- [WRITTEN PROBLEM]:
Update the rows starting with the line that contains "Detect the small brown" and going on through the line that contains "[241,295,620,419]", replacing "pale" with "white" and leaving everything else unchanged. Give back only those lines.

(Collection entries)
************

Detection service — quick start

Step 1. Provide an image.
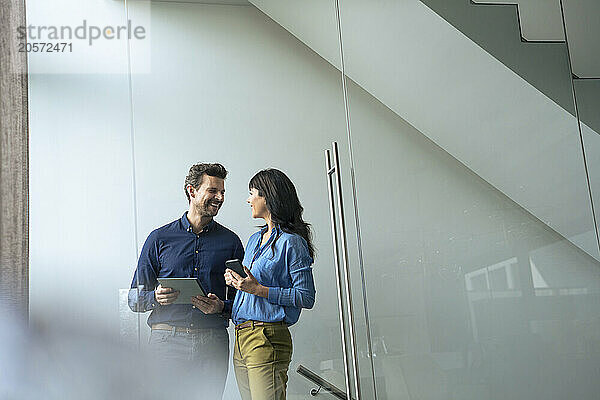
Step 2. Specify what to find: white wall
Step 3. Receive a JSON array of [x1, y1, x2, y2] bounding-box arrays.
[[30, 3, 600, 399]]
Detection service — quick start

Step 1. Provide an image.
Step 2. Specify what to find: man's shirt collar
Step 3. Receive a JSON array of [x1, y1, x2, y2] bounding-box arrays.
[[181, 211, 217, 232]]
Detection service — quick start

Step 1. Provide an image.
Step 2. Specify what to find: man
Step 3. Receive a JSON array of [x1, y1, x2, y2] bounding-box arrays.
[[129, 164, 244, 400]]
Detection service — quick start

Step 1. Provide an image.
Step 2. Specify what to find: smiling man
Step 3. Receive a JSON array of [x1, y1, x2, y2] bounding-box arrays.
[[129, 164, 244, 399]]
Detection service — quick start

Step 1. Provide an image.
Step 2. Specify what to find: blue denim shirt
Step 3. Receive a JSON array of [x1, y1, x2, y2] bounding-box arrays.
[[231, 227, 315, 325], [128, 212, 244, 328]]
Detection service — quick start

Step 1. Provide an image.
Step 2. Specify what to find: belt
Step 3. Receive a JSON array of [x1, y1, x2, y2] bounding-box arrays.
[[235, 321, 287, 331], [152, 324, 206, 333]]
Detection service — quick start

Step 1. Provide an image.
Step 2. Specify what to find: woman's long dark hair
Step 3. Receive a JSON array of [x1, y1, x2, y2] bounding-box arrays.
[[248, 168, 315, 258]]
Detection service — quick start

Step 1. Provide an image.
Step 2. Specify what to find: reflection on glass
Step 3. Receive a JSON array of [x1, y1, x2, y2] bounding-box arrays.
[[341, 1, 600, 399]]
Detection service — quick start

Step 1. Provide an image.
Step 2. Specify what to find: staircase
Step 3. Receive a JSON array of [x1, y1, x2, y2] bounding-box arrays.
[[251, 0, 600, 260]]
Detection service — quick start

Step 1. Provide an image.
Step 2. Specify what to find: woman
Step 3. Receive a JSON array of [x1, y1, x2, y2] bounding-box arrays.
[[225, 169, 315, 400]]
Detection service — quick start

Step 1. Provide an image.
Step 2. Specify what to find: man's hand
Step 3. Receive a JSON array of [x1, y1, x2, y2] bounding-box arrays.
[[225, 266, 269, 298], [192, 293, 225, 314], [154, 285, 179, 306]]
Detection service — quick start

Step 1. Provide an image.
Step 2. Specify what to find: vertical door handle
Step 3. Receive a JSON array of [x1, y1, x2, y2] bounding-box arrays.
[[325, 142, 361, 400]]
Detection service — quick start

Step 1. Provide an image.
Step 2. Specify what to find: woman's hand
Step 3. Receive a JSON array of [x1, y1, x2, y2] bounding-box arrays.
[[225, 266, 269, 298]]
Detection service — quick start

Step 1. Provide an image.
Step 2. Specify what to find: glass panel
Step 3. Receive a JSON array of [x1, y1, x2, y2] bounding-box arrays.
[[341, 0, 600, 399], [128, 2, 353, 399], [25, 0, 145, 399]]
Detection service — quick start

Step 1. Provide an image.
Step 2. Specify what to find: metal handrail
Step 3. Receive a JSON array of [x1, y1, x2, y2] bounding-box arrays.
[[325, 150, 350, 400], [296, 364, 354, 400]]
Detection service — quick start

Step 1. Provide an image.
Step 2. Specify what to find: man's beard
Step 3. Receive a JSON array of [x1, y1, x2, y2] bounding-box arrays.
[[198, 201, 223, 217]]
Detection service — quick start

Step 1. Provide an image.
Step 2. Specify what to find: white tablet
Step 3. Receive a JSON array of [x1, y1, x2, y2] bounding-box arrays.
[[158, 278, 206, 304]]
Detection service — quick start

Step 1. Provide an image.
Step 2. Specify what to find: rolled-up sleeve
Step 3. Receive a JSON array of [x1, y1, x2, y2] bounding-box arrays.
[[268, 237, 315, 309], [127, 232, 159, 312]]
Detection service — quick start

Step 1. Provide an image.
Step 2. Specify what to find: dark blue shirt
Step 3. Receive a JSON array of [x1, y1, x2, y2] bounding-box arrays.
[[129, 212, 244, 329], [231, 226, 315, 325]]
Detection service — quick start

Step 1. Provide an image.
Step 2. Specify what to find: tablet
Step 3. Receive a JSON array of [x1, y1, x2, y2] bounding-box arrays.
[[158, 278, 206, 304]]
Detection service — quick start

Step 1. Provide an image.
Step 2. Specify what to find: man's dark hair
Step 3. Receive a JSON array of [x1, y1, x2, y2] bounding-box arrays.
[[183, 163, 227, 202]]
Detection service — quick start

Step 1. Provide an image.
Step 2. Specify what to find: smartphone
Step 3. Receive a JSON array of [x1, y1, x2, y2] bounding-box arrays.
[[225, 258, 248, 278]]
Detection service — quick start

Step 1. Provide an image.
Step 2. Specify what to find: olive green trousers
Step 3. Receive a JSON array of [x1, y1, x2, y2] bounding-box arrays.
[[233, 323, 292, 400]]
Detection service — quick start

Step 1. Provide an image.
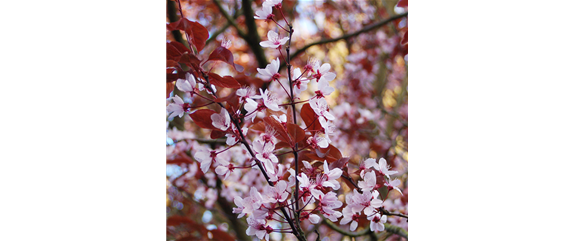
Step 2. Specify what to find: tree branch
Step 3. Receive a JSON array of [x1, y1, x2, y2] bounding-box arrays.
[[241, 0, 270, 68], [213, 0, 247, 39], [323, 218, 409, 240], [286, 12, 409, 68]]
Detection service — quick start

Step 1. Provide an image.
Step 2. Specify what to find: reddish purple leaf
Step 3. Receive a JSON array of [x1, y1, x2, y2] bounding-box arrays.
[[189, 109, 217, 130], [166, 18, 209, 53], [207, 73, 241, 88], [205, 46, 243, 72]]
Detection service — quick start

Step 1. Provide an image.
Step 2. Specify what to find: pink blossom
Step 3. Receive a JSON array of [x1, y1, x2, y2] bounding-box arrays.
[[264, 0, 283, 7], [259, 89, 281, 111], [315, 79, 335, 98], [293, 68, 309, 95], [215, 159, 235, 180], [357, 171, 377, 191], [367, 213, 387, 232], [243, 98, 264, 121], [211, 108, 231, 131], [365, 157, 398, 178], [225, 125, 248, 146], [309, 98, 335, 129], [175, 73, 196, 93], [323, 160, 343, 190], [257, 57, 281, 81], [193, 149, 217, 173], [312, 61, 337, 82], [339, 206, 360, 231], [385, 179, 403, 195], [346, 189, 383, 216], [297, 173, 315, 203], [253, 140, 279, 173], [245, 216, 273, 240], [259, 30, 289, 49], [166, 95, 185, 118], [263, 180, 289, 203], [307, 133, 329, 149], [318, 192, 343, 222], [235, 87, 261, 102], [254, 2, 275, 20]]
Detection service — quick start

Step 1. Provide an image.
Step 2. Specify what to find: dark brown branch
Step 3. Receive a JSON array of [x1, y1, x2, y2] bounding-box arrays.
[[213, 0, 247, 39], [241, 0, 268, 68]]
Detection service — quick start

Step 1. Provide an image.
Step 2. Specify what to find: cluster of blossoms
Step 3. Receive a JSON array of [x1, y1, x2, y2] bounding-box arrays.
[[341, 158, 402, 231], [166, 0, 410, 240]]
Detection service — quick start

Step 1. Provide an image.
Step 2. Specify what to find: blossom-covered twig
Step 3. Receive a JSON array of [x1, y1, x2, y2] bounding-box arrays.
[[286, 12, 409, 69]]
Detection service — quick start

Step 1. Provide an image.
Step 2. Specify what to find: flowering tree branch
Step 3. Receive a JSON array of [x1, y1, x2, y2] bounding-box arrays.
[[213, 0, 247, 39], [323, 218, 409, 240], [166, 0, 408, 241], [288, 12, 409, 67]]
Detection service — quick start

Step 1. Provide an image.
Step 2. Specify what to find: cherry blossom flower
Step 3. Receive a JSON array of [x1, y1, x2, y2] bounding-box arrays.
[[318, 192, 343, 222], [245, 216, 273, 240], [233, 196, 253, 218], [346, 189, 383, 216], [166, 95, 187, 118], [211, 108, 231, 131], [385, 179, 403, 195], [365, 157, 398, 178], [235, 86, 261, 102], [315, 79, 335, 98], [254, 1, 275, 21], [299, 212, 321, 224], [259, 123, 277, 146], [175, 73, 196, 93], [193, 149, 217, 173], [257, 57, 281, 82], [339, 206, 360, 231], [259, 30, 289, 49], [323, 160, 343, 190], [215, 159, 235, 180], [265, 0, 283, 8], [307, 133, 329, 149], [367, 213, 387, 232], [309, 98, 335, 129], [253, 140, 279, 173], [293, 68, 309, 95], [225, 125, 249, 146], [263, 180, 289, 203], [243, 98, 264, 121], [357, 171, 377, 191], [311, 61, 337, 82], [297, 173, 315, 203]]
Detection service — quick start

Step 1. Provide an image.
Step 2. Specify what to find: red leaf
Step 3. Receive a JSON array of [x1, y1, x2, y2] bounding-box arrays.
[[165, 41, 191, 61], [329, 157, 349, 170], [287, 123, 305, 143], [263, 117, 293, 144], [189, 109, 217, 130], [207, 73, 241, 88], [166, 18, 209, 53], [205, 46, 243, 72], [209, 130, 225, 140], [301, 103, 323, 131], [401, 30, 409, 45]]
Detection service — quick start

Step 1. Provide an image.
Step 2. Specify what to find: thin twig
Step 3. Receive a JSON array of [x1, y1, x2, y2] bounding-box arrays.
[[279, 12, 409, 69]]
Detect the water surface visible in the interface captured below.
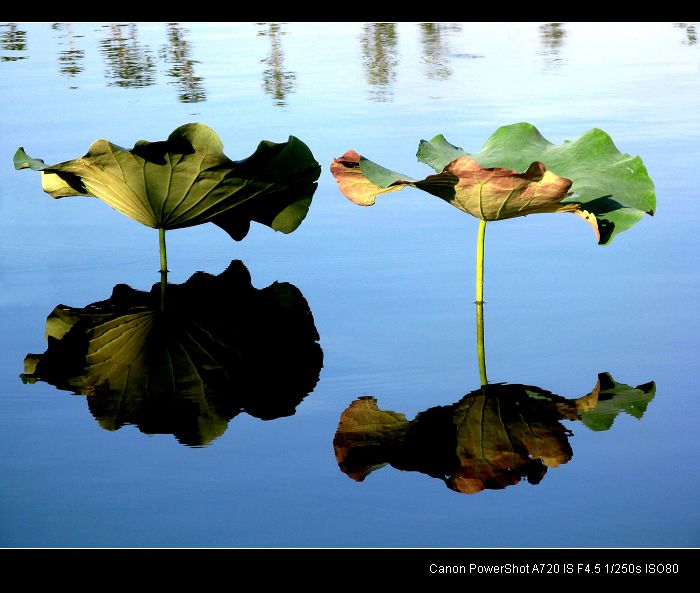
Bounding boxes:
[0,23,700,547]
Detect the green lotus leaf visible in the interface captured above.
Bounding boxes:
[21,260,323,446]
[331,123,656,244]
[14,123,321,240]
[333,373,654,494]
[580,373,656,431]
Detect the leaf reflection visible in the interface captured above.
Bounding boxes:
[333,373,656,494]
[21,260,323,446]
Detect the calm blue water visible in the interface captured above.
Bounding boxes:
[0,23,700,547]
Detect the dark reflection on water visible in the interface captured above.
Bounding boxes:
[333,373,656,494]
[100,23,156,88]
[539,23,566,65]
[51,23,85,82]
[360,23,399,102]
[22,260,323,446]
[258,23,297,107]
[419,23,462,80]
[163,23,207,103]
[0,23,27,62]
[675,23,698,45]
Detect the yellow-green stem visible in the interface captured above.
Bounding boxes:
[160,271,168,311]
[476,219,486,304]
[476,303,488,386]
[158,229,168,272]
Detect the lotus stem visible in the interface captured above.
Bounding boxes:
[476,218,486,305]
[476,302,488,387]
[160,270,168,311]
[158,228,168,273]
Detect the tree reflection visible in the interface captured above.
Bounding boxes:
[22,260,323,446]
[333,373,655,494]
[419,23,462,80]
[164,23,207,103]
[100,23,155,88]
[360,23,399,102]
[51,23,85,78]
[258,23,297,106]
[676,23,698,45]
[539,23,566,65]
[0,23,27,62]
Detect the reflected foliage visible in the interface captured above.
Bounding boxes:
[100,23,156,88]
[419,23,462,80]
[258,23,297,107]
[163,23,207,103]
[539,23,566,66]
[676,23,698,45]
[360,23,399,102]
[0,23,27,62]
[22,260,323,446]
[539,23,566,64]
[51,23,85,78]
[333,373,656,494]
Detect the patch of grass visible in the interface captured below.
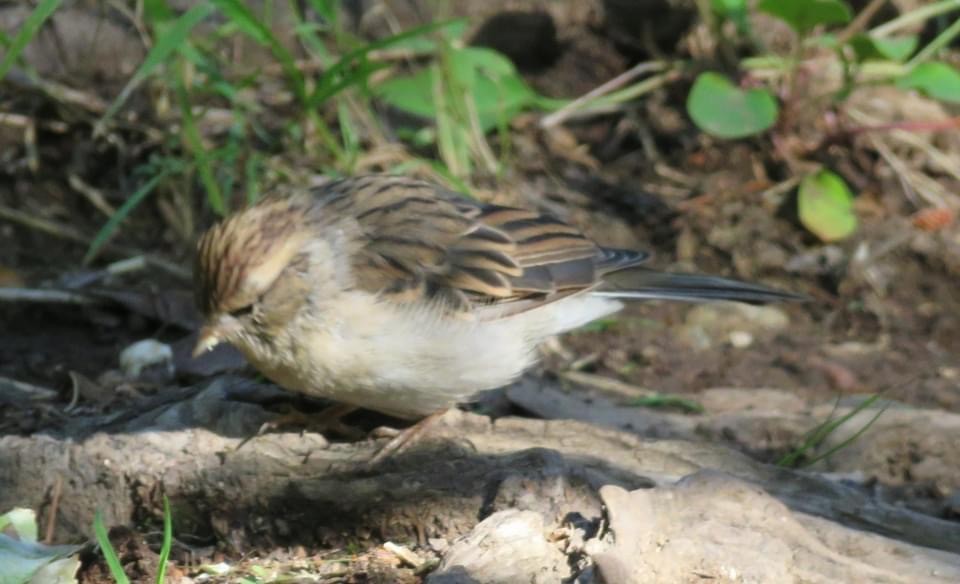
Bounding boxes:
[776,394,890,468]
[72,0,551,254]
[93,495,173,584]
[0,0,63,81]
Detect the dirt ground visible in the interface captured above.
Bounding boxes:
[0,1,960,584]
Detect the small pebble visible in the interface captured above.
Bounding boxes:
[730,331,753,349]
[120,339,173,378]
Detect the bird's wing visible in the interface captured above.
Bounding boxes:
[317,175,645,314]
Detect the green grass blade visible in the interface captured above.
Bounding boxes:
[94,2,214,134]
[0,0,62,80]
[93,510,130,584]
[804,395,890,466]
[176,66,227,216]
[776,394,886,468]
[83,171,169,264]
[307,19,464,109]
[157,495,173,584]
[213,0,307,103]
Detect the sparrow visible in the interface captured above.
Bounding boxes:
[195,175,800,434]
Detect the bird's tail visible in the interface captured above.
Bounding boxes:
[593,266,808,304]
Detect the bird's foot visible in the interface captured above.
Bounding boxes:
[237,404,364,450]
[367,410,447,466]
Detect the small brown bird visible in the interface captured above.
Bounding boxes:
[195,175,798,442]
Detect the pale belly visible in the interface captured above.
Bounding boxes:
[241,295,620,419]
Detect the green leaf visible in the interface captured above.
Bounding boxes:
[850,34,918,63]
[797,170,857,241]
[143,0,176,26]
[93,509,130,584]
[897,61,960,103]
[94,2,214,134]
[687,72,779,138]
[757,0,851,34]
[0,0,62,80]
[710,0,747,17]
[0,533,83,584]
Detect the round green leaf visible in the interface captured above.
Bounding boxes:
[757,0,850,34]
[897,62,960,103]
[797,170,857,241]
[687,72,779,138]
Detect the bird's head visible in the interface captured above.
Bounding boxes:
[194,198,310,356]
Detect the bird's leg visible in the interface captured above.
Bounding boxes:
[369,409,447,465]
[237,403,363,449]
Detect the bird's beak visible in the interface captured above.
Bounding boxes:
[193,324,223,358]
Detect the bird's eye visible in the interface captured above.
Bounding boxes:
[230,304,253,318]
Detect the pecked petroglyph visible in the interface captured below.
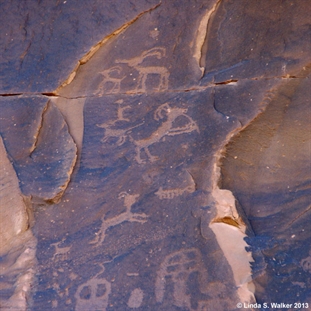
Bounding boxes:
[130,103,200,164]
[75,266,111,311]
[155,248,207,310]
[99,66,126,94]
[90,192,148,246]
[127,288,144,309]
[97,99,144,146]
[115,47,170,92]
[51,241,71,262]
[155,184,195,200]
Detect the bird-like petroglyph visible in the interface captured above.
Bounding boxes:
[116,47,170,92]
[155,248,207,310]
[130,103,200,164]
[75,266,111,311]
[90,192,148,246]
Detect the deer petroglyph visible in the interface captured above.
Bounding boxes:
[116,47,170,92]
[75,266,111,311]
[130,103,200,164]
[90,192,148,246]
[99,66,126,93]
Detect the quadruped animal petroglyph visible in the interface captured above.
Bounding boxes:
[90,192,148,246]
[130,103,200,164]
[116,47,170,92]
[155,248,207,310]
[99,47,170,94]
[99,66,126,94]
[97,100,200,166]
[75,266,111,311]
[97,99,144,146]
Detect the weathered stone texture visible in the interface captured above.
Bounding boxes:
[0,0,311,311]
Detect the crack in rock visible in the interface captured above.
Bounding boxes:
[55,2,161,94]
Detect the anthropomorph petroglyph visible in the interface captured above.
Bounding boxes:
[75,266,111,311]
[90,192,148,245]
[116,47,170,92]
[97,99,144,146]
[155,248,207,310]
[130,103,200,164]
[99,66,126,94]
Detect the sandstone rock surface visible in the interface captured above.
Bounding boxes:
[0,0,311,311]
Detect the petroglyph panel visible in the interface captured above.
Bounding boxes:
[0,0,311,311]
[155,248,207,310]
[90,192,148,246]
[75,271,111,311]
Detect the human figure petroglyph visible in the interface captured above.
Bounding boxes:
[130,103,200,164]
[90,192,148,245]
[155,184,195,200]
[116,47,170,92]
[155,248,206,310]
[75,266,111,311]
[99,66,126,93]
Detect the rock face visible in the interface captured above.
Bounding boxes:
[0,0,311,311]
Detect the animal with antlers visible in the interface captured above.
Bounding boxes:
[99,66,125,93]
[130,103,200,164]
[116,47,170,92]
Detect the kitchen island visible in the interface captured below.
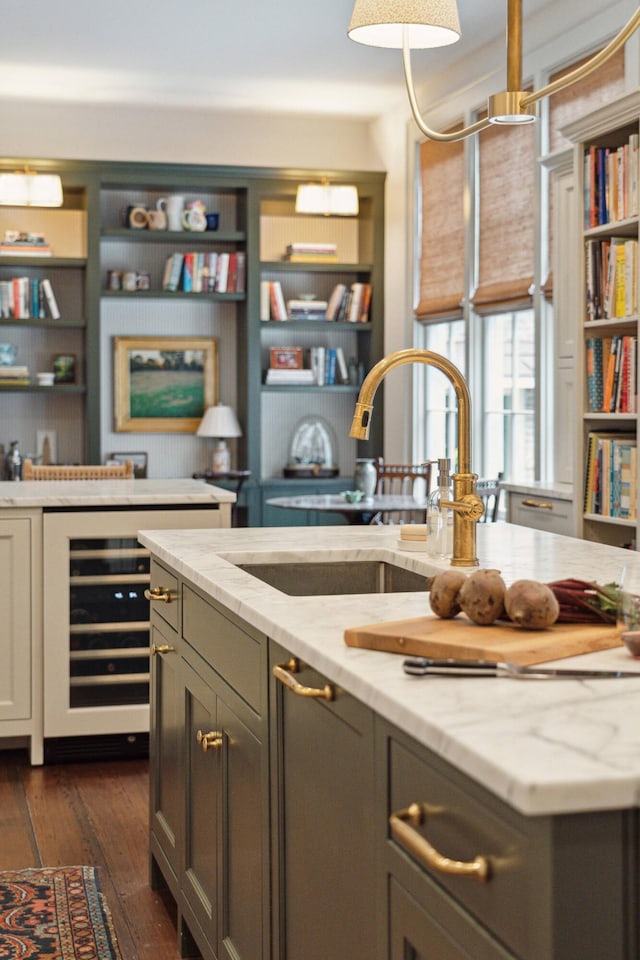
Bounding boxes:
[141,524,640,960]
[0,480,235,763]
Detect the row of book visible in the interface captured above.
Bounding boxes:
[162,250,246,293]
[584,431,638,520]
[585,334,638,413]
[0,363,31,387]
[260,280,371,323]
[585,237,638,320]
[264,347,350,387]
[283,243,338,263]
[584,133,639,230]
[0,277,60,320]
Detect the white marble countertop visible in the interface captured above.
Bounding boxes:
[140,523,640,815]
[0,479,236,510]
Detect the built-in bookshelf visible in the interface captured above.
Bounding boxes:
[568,93,640,549]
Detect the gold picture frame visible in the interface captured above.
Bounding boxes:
[113,337,218,433]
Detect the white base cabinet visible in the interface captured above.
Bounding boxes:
[0,510,42,763]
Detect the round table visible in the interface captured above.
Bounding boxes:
[265,493,427,524]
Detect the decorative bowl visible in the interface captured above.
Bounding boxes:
[342,490,364,503]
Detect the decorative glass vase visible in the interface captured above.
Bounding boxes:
[353,458,378,500]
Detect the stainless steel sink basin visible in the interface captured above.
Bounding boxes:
[238,560,427,597]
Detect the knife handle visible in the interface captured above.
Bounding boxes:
[402,657,498,677]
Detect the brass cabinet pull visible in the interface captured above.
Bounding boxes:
[151,643,176,657]
[144,587,178,603]
[389,803,490,881]
[196,730,222,753]
[273,657,335,700]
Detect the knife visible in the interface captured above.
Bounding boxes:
[402,657,640,680]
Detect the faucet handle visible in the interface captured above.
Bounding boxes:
[440,493,484,520]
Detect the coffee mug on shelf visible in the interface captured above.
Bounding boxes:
[182,206,207,233]
[158,194,184,230]
[127,206,149,230]
[147,210,167,230]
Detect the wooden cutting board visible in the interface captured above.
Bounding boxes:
[344,614,622,666]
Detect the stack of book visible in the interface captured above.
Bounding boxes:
[585,237,638,321]
[585,334,638,413]
[0,230,51,257]
[264,367,316,386]
[283,243,338,263]
[584,431,638,520]
[0,364,31,387]
[0,277,60,320]
[287,300,329,320]
[162,250,246,293]
[326,282,371,323]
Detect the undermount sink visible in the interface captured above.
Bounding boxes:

************

- [CORRECT ANSWER]:
Detect the small brown bird visible in the interface captured above.
Bounding boxes:
[195,175,798,442]
Detect the white belly visible in the interface captured above.
Bounding boxes:
[241,295,620,419]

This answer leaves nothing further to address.